─── Record excerpts ───
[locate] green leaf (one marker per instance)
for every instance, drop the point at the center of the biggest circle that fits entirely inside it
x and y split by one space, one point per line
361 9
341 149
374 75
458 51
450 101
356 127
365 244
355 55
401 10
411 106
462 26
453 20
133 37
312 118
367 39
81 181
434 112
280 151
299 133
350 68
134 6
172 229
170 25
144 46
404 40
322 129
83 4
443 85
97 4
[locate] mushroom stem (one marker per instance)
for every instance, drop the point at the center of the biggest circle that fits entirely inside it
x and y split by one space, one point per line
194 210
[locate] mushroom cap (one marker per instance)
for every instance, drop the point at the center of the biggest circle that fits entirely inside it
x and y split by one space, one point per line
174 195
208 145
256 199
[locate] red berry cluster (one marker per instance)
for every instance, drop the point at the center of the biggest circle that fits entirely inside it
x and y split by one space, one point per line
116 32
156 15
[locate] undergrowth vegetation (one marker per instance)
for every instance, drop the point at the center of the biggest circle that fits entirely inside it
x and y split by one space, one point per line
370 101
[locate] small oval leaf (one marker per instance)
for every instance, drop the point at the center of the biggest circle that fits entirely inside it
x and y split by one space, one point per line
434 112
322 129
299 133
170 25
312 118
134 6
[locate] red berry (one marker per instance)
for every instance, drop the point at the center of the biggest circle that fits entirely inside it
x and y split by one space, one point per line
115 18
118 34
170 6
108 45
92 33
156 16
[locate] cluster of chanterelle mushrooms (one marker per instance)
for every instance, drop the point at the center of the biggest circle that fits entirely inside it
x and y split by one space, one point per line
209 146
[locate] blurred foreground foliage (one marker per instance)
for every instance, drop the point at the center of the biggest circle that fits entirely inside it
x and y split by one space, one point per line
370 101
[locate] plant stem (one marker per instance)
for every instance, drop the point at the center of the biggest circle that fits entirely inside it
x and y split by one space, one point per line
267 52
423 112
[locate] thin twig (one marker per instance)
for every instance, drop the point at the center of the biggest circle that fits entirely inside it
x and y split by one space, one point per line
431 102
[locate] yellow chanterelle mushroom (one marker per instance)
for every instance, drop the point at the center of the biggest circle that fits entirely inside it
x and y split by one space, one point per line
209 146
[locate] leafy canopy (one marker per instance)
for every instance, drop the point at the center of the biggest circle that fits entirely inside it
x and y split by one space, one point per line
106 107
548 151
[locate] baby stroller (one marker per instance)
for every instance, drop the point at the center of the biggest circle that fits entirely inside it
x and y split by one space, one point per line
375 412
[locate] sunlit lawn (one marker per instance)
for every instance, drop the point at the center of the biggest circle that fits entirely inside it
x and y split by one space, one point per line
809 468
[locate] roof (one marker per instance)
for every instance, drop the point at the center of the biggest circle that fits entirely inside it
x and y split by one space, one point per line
───
Set exercise
Would you reproduce all the entries exactly?

Output below
[locate] green leaf (one marker per instance)
for every instance, drop the point at the center of the biggest circle that fits entirely inside it
x and y split by one space, one point per line
361 9
341 149
374 75
458 51
450 101
356 127
365 244
355 55
401 10
411 106
462 26
453 20
133 37
312 118
367 39
81 181
434 112
280 151
299 133
350 68
134 6
172 229
170 25
144 46
404 40
322 129
83 4
443 85
97 4
[locate] mushroom stem (one marker per instance)
for every instance, drop the point at the center of the biggest circle that fits entirely inside it
x and y split by one space, one point per line
194 210
[locate] mushroom cap (one marker per instance)
for every instance, drop the point at the center of the biggest circle that fits entirely inside it
x and y split by one space, one point per line
174 195
208 145
256 199
[locate] red berry cluster (one marker per instance)
for every instance, drop the point at the center of the biggest circle that fits entirely inside it
x and y split by one space, one point per line
116 32
156 15
[locate] undergrowth vegetation (one marker per instance)
for every instance, drop the point at the center of the biggest circle that fits entirely inside it
x and y split by one space, one point per line
370 101
[locate] small oval leaf (one marker per instance)
for every instance, drop the point at the center of the biggest circle that fits entirely inside it
x and y split by one space, one point per line
434 112
322 129
299 133
170 25
312 118
134 6
[locate] red berry (one marker per instance)
for every instance, drop the point at the center of the biggest circle that fits entirely inside it
x and y split by one space, one point per line
115 18
118 34
170 6
108 45
92 33
156 16
[locate] cluster of chanterelle mushrooms (one marker per instance)
for every instance, drop the point at the center of the biggest circle that fits entirely inside it
x and y split by one space, one point per line
209 146
[locate] blurred foreground foliage (one marker per instance)
for every instance, drop the point at the center of the biggest circle that fits entirely inside it
x and y split by one space, one point per line
370 101
[locate] plant stem (one marker per instance)
for every instance, drop the point at the center of the biggest circle that fits entirely inside it
x and y split by one space, one point per line
267 52
423 112
[locate] thin twig (one marker per instance)
for every instance, drop the point at the center of the biggest circle that fits entirely inside it
x and y split by one space, one point per line
431 102
[locate] yellow chanterelle mushroom (one marker per instance)
for every instance, drop the point at the center of the biggest circle that fits entirely inside it
x and y split by one space, one point per line
209 146
[locate] leafy canopy (one marker per instance)
for every instance, drop the point at the center of the biggest circle that fits entirely inside it
x and y split by one space, one point per line
106 107
548 151
[locate] baby stroller (one marker per instance)
for every instance, drop the point at the center of the biggest circle that fits entirely inside it
x and y split by one space, one point per line
375 412
[locate] sunlit lawn (one marker per instance)
for every instance, drop the point at the center of the biggest circle that fits entirely inside it
x and y split by one space, one point per line
809 468
[locate] roof (one marker per instance)
for every instance, drop the point at the center of the biggest circle that fits entirely inside it
x and y split by one space, one point per line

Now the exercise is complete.